— begin RECORDS SUPPLIED —

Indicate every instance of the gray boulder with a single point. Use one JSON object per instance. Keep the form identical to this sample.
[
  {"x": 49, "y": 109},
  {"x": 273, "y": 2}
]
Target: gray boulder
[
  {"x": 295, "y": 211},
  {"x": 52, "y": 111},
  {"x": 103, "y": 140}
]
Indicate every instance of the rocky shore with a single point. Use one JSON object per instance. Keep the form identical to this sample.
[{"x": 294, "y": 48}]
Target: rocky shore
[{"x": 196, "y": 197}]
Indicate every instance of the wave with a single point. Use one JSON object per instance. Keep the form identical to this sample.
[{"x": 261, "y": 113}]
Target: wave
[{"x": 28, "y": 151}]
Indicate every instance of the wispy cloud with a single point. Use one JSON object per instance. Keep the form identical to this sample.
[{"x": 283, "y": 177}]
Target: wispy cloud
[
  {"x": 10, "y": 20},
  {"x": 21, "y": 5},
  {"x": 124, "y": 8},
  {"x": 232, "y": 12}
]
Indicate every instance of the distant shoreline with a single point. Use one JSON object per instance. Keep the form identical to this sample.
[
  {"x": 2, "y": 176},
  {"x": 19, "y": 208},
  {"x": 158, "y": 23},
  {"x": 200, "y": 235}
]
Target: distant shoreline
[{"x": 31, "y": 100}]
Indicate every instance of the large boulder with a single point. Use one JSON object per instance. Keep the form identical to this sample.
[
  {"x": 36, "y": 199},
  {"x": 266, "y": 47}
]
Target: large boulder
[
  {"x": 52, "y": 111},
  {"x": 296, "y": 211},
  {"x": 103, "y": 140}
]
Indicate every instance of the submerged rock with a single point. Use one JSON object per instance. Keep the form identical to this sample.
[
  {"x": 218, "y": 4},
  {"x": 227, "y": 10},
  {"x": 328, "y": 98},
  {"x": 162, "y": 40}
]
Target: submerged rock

— end RECORDS SUPPLIED —

#### TO BE DONE:
Put each line of the records above into a JSON list of strings, one string per line, and skip any blank lines.

#### ANSWER IN FULL:
[
  "Indicate every instance of the gray boulder with a single point. Use one JSON object per instance. Keep the form identical to this sample.",
  "[",
  "  {\"x\": 49, \"y\": 109},",
  "  {\"x\": 273, \"y\": 2}",
  "]",
  "Target: gray boulder",
  "[",
  "  {\"x\": 295, \"y\": 211},",
  "  {\"x\": 52, \"y\": 111},",
  "  {\"x\": 103, \"y\": 140}",
  "]",
  "Indicate every instance of the rocky shore with a single point. Use one JSON object per instance. Keep the form identical to this sample.",
  "[{\"x\": 294, \"y\": 48}]",
  "Target: rocky shore",
  "[{\"x\": 196, \"y\": 197}]",
  "Indicate every instance of the wave with a single point. Use one JSON object per instance. Keep the form identical to this sample.",
  "[{\"x\": 261, \"y\": 113}]",
  "Target: wave",
  "[{\"x\": 28, \"y\": 151}]",
  "Indicate every instance of the wispy cloud with a single point. Use one JSON object per instance. Keep the form identical to this sample.",
  "[{\"x\": 283, \"y\": 177}]",
  "Target: wispy cloud",
  "[",
  "  {\"x\": 10, \"y\": 20},",
  "  {\"x\": 21, \"y\": 5},",
  "  {\"x\": 124, \"y\": 8},",
  "  {\"x\": 232, \"y\": 12}",
  "]",
  "Indicate every instance of the distant shoreline with a single point. Use one JSON object per instance. Keep the form identical to this sample.",
  "[",
  "  {\"x\": 2, \"y\": 176},",
  "  {\"x\": 19, \"y\": 208},",
  "  {\"x\": 158, \"y\": 23},",
  "  {\"x\": 200, \"y\": 235}",
  "]",
  "Target: distant shoreline",
  "[{\"x\": 31, \"y\": 100}]",
  "Indicate every instance of the large boulder with a single point. Use one JSON object per instance. Keep the form identical to this sample.",
  "[",
  "  {\"x\": 36, \"y\": 199},",
  "  {\"x\": 266, \"y\": 47}",
  "]",
  "Target: large boulder",
  "[",
  "  {\"x\": 52, \"y\": 111},",
  "  {\"x\": 296, \"y\": 211},",
  "  {\"x\": 103, \"y\": 140}",
  "]",
  "Indicate every instance of the submerged rock with a single point. Use one JSON object per instance. Keep the form identical to this sample.",
  "[",
  "  {\"x\": 218, \"y\": 4},",
  "  {\"x\": 227, \"y\": 10},",
  "  {\"x\": 328, \"y\": 98},",
  "  {\"x\": 162, \"y\": 40}",
  "]",
  "Target: submerged rock"
]